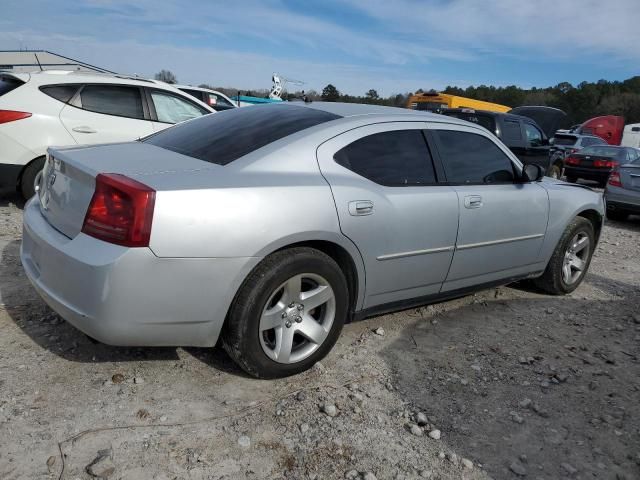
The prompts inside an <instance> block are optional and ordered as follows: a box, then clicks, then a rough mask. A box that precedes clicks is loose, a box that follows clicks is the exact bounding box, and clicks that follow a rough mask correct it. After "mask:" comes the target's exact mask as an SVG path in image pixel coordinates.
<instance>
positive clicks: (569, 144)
mask: <svg viewBox="0 0 640 480" xmlns="http://www.w3.org/2000/svg"><path fill="white" fill-rule="evenodd" d="M576 141H577V138H576V137H574V136H573V135H556V136H555V137H553V144H554V145H560V146H562V147H570V146H572V145H575V144H576Z"/></svg>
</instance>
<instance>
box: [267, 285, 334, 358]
mask: <svg viewBox="0 0 640 480" xmlns="http://www.w3.org/2000/svg"><path fill="white" fill-rule="evenodd" d="M335 314H336V299H335V294H334V292H333V289H332V288H331V285H329V282H328V281H327V280H326V279H325V278H324V277H322V276H320V275H317V274H315V273H303V274H299V275H295V276H293V277H291V278H290V279H289V280H287V281H286V282H284V283H282V284H281V285H280V286H279V287H278V288H277V289H275V291H273V292H272V293H271V295H270V296H269V300H267V303H266V305H265V306H264V309H263V311H262V315H261V317H260V326H259V335H260V344H261V346H262V350H263V351H264V353H265V354H266V355H267V356H268V357H269V358H271V359H272V360H273V361H275V362H278V363H286V364H290V363H296V362H300V361H302V360H304V359H305V358H307V357H309V356H310V355H311V354H313V352H315V351H316V350H317V349H318V348H319V347H320V346H321V345H322V343H323V342H324V341H325V339H326V338H327V336H328V335H329V332H330V331H331V326H332V325H333V321H334V318H335Z"/></svg>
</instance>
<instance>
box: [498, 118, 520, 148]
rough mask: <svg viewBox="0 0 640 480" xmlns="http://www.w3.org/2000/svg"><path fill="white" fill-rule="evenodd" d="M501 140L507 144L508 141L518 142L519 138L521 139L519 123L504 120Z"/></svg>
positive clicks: (509, 120)
mask: <svg viewBox="0 0 640 480" xmlns="http://www.w3.org/2000/svg"><path fill="white" fill-rule="evenodd" d="M502 140H503V141H504V142H505V143H506V144H507V145H509V143H512V142H519V141H520V140H522V131H521V130H520V123H519V122H516V121H514V120H505V121H504V127H503V129H502Z"/></svg>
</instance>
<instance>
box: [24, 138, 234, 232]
mask: <svg viewBox="0 0 640 480" xmlns="http://www.w3.org/2000/svg"><path fill="white" fill-rule="evenodd" d="M215 168H221V167H219V166H217V165H214V164H210V163H207V162H204V161H202V160H197V159H195V158H191V157H187V156H184V155H180V154H178V153H175V152H171V151H169V150H165V149H162V148H159V147H156V146H153V145H149V144H145V143H140V142H130V143H119V144H112V145H102V146H91V147H72V148H61V149H56V148H50V149H49V152H48V155H47V161H46V162H45V166H44V169H43V170H42V174H41V175H39V177H38V179H37V180H36V183H37V187H38V193H37V195H38V197H39V200H40V211H41V212H42V215H43V216H44V217H45V218H46V219H47V221H48V222H49V223H50V224H51V226H53V227H54V228H55V229H56V230H58V231H60V232H61V233H62V234H64V235H66V236H67V237H69V238H74V237H75V236H76V235H78V233H80V231H81V230H82V225H83V223H84V218H85V215H86V213H87V209H88V207H89V203H90V202H91V198H92V197H93V192H94V190H95V179H96V176H97V175H98V174H99V173H119V174H122V175H126V176H128V177H131V178H135V179H136V180H138V181H139V182H142V183H145V184H147V185H148V186H150V187H151V188H154V189H155V190H162V189H167V187H166V185H167V182H159V181H158V180H157V178H158V175H160V176H164V175H166V174H171V173H173V174H180V173H184V174H188V173H189V172H194V171H200V170H212V169H215ZM145 179H146V181H145ZM152 179H155V181H150V180H152Z"/></svg>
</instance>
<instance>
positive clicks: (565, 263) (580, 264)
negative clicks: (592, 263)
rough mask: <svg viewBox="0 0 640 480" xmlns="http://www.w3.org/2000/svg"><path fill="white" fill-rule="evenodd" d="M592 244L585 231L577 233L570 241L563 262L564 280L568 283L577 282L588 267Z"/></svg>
mask: <svg viewBox="0 0 640 480" xmlns="http://www.w3.org/2000/svg"><path fill="white" fill-rule="evenodd" d="M590 251H591V245H590V240H589V236H588V235H587V234H586V233H584V232H579V233H577V234H576V235H575V236H574V237H573V238H572V239H571V242H569V246H568V247H567V250H566V251H565V254H564V261H563V262H562V280H564V283H566V284H567V285H573V284H574V283H576V282H577V281H578V280H579V279H580V277H581V275H582V273H583V272H584V270H585V269H586V267H587V262H588V260H589V252H590Z"/></svg>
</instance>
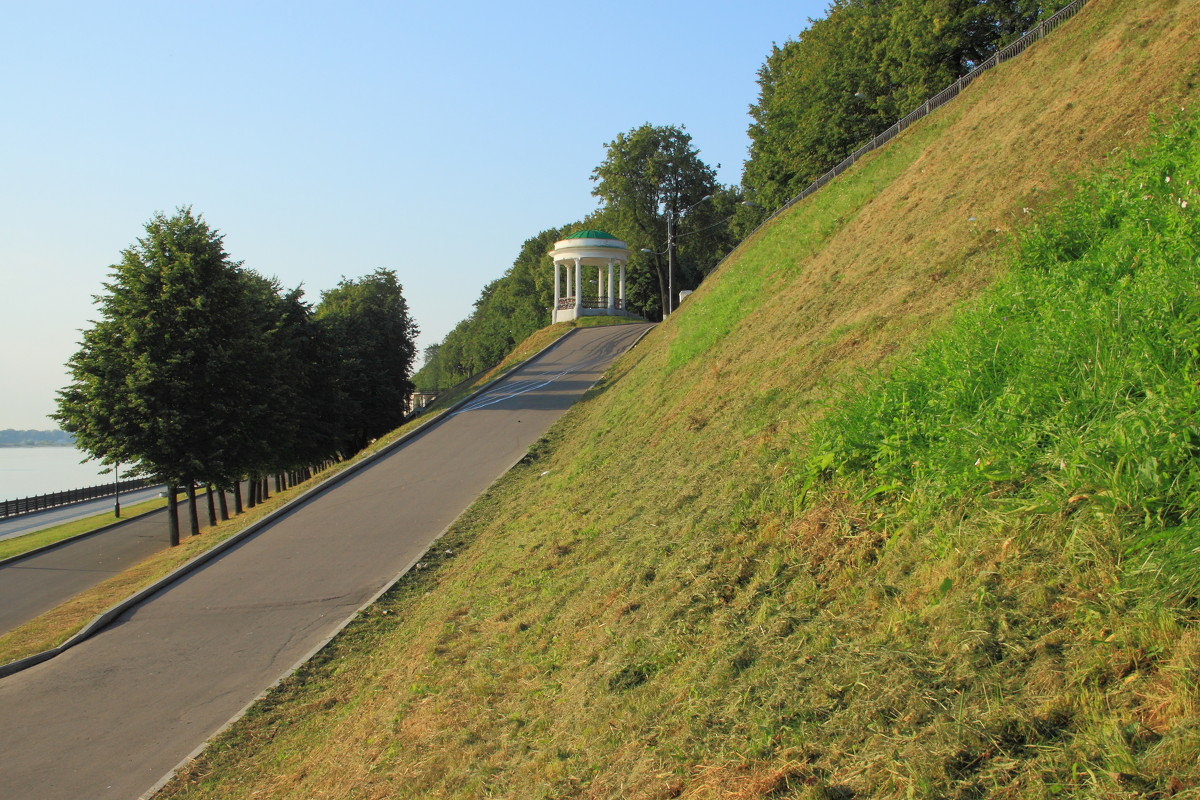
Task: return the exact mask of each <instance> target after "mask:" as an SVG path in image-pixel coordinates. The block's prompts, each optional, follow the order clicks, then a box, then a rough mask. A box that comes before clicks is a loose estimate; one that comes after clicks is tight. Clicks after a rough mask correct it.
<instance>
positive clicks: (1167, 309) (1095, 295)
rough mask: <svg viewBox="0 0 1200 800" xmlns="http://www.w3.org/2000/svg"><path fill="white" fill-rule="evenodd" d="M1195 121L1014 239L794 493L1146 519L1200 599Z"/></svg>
mask: <svg viewBox="0 0 1200 800" xmlns="http://www.w3.org/2000/svg"><path fill="white" fill-rule="evenodd" d="M1198 120H1200V118H1196V116H1195V115H1189V116H1184V115H1181V116H1180V119H1178V120H1176V121H1175V122H1174V124H1171V125H1162V126H1159V128H1158V131H1157V132H1156V134H1154V137H1153V142H1154V145H1153V148H1152V149H1151V150H1150V151H1148V152H1146V154H1145V155H1142V156H1139V157H1129V158H1128V160H1127V162H1126V164H1124V167H1123V169H1122V170H1121V174H1120V175H1116V176H1114V175H1109V176H1104V178H1097V179H1093V180H1091V181H1088V182H1086V184H1085V185H1084V186H1082V187H1081V188H1080V191H1079V192H1078V193H1076V194H1075V196H1074V197H1073V198H1072V199H1070V200H1068V201H1064V203H1063V204H1062V205H1061V206H1060V207H1057V209H1055V210H1052V211H1050V212H1049V213H1046V215H1045V217H1044V218H1043V219H1042V221H1039V222H1038V223H1036V224H1034V225H1032V227H1031V228H1030V229H1028V230H1027V231H1026V233H1024V234H1022V235H1021V236H1020V241H1019V246H1018V247H1016V249H1015V254H1014V257H1013V263H1012V266H1010V271H1009V273H1008V276H1007V277H1006V278H1003V279H1002V281H1000V282H998V283H997V284H996V285H995V287H994V288H992V289H990V290H989V291H986V293H984V294H983V295H982V296H980V297H978V299H977V300H976V301H972V302H971V303H970V305H968V306H967V307H966V308H965V309H964V311H961V312H960V313H959V314H958V315H956V318H955V319H954V321H953V323H952V325H950V327H949V329H948V330H947V331H946V333H944V335H943V336H940V337H937V338H935V339H932V341H931V342H930V343H929V344H928V345H926V347H925V348H924V349H923V350H922V351H919V353H917V354H916V355H914V356H913V357H912V359H910V360H907V361H906V362H904V363H901V365H899V366H898V367H896V368H895V369H894V371H893V372H892V373H890V374H888V375H887V377H877V378H874V379H870V380H868V381H866V384H865V385H864V386H860V387H857V390H856V392H854V393H853V395H852V396H850V397H847V398H846V401H845V402H844V403H839V404H838V407H836V408H835V409H834V410H833V411H832V413H830V414H829V415H828V416H826V417H824V420H823V421H822V422H820V423H818V425H817V426H815V428H814V431H812V434H811V445H810V449H809V451H808V455H806V457H805V458H804V462H803V467H802V468H800V469H799V470H798V474H799V475H800V476H802V477H800V479H799V480H800V481H802V486H800V495H802V497H814V495H812V494H811V492H812V489H814V487H815V486H817V485H818V483H823V482H826V481H827V480H829V479H833V477H838V479H841V480H850V481H854V482H857V483H858V485H859V491H860V493H862V495H863V498H864V499H871V498H876V499H878V500H880V501H886V503H890V504H892V506H893V507H900V506H904V505H906V504H910V503H912V501H913V500H914V499H918V498H920V499H923V501H928V503H934V504H944V503H946V498H959V499H960V500H961V499H962V498H980V499H985V500H986V503H988V505H989V507H991V509H994V510H996V511H997V512H1001V513H1016V515H1055V516H1072V515H1080V516H1085V517H1091V518H1092V519H1093V521H1112V522H1115V523H1118V524H1121V525H1123V527H1127V528H1129V530H1132V531H1134V534H1133V536H1132V540H1130V542H1129V553H1130V554H1139V555H1140V558H1144V555H1145V554H1148V553H1150V552H1154V553H1158V554H1159V557H1162V558H1165V559H1166V561H1168V563H1169V565H1170V569H1169V571H1165V572H1163V573H1162V576H1160V577H1163V578H1164V579H1166V581H1169V582H1170V583H1171V584H1172V591H1174V593H1175V594H1176V595H1178V596H1186V597H1195V596H1198V595H1200V566H1198V565H1200V557H1198V548H1200V524H1198V518H1196V513H1198V509H1200V459H1198V456H1200V416H1198V414H1200V386H1198V379H1200V217H1198V211H1200V121H1198Z"/></svg>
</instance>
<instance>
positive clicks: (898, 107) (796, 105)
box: [743, 0, 1069, 209]
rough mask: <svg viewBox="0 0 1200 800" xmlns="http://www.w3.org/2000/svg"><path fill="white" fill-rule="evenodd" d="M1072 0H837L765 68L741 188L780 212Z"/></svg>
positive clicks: (751, 113)
mask: <svg viewBox="0 0 1200 800" xmlns="http://www.w3.org/2000/svg"><path fill="white" fill-rule="evenodd" d="M1068 1H1069V0H1045V1H1043V0H834V2H833V4H832V5H830V6H829V11H828V13H827V16H826V17H824V18H822V19H817V20H810V26H809V28H808V30H805V31H803V32H802V34H800V35H799V36H797V38H796V40H792V41H788V42H786V43H785V44H784V46H782V47H779V46H774V47H773V48H772V52H770V54H769V55H768V56H767V61H766V62H764V64H763V65H762V67H761V68H760V70H758V89H760V94H758V101H757V102H756V103H754V104H752V106H751V107H750V118H751V125H750V130H749V134H750V143H751V144H750V158H749V160H748V161H746V162H745V172H744V175H743V187H744V188H745V191H746V194H748V196H749V197H750V198H751V199H755V200H757V201H758V203H761V204H762V205H764V206H767V207H770V209H774V207H779V206H780V205H782V204H784V203H786V201H787V200H788V199H791V198H792V197H794V196H796V194H798V193H799V192H800V191H802V190H803V188H804V187H805V186H806V185H808V184H809V182H811V181H812V180H815V179H816V178H818V176H820V175H821V174H823V173H826V172H827V170H829V169H830V168H833V167H834V166H835V164H836V163H838V162H840V161H841V160H842V158H845V157H846V156H847V155H850V154H851V152H853V151H854V150H856V149H857V148H858V146H859V145H860V144H863V143H864V142H865V140H866V139H869V138H870V137H872V136H875V134H876V133H880V132H882V131H884V130H886V128H887V127H888V126H890V125H892V124H893V122H895V121H896V120H898V119H900V118H901V116H904V115H906V114H907V113H908V112H911V110H913V109H914V108H917V107H918V106H919V104H920V103H922V102H924V101H925V100H926V98H928V97H930V96H932V95H935V94H936V92H938V91H941V90H942V89H944V88H946V86H947V85H949V84H950V83H953V82H954V80H956V79H958V78H959V77H960V76H962V74H965V73H966V72H970V71H971V70H972V68H973V67H974V66H976V65H978V64H979V62H982V61H984V60H986V59H988V58H989V56H991V55H992V54H994V53H995V52H996V50H997V49H998V48H1001V47H1003V46H1004V44H1007V43H1008V42H1010V41H1012V40H1014V38H1015V37H1018V36H1019V35H1020V34H1022V32H1024V31H1026V30H1028V29H1030V28H1031V26H1032V25H1033V24H1034V23H1037V20H1038V19H1039V18H1042V17H1045V16H1049V14H1051V13H1054V12H1055V11H1057V10H1058V8H1061V7H1062V6H1064V5H1067V2H1068Z"/></svg>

◇ ◇ ◇ ◇ ◇

Search the listing above for the lines with "Task: return the" and "positive clicks: (1167, 309) (1095, 295)", then output those lines and all lines between them exactly.

Written answer:
Task: return the exact mask of each <instance> target after "mask:" as an SVG path in image-pixel coordinates. The block's prompts, each optional, follow the order clicks, then a box, then a rough mask. A box that comes before clicks is a loose estimate; one that comes after clicks is tight. Clicks after a rough mask correct it.
<instance>
positive clicks: (1167, 309) (1095, 295)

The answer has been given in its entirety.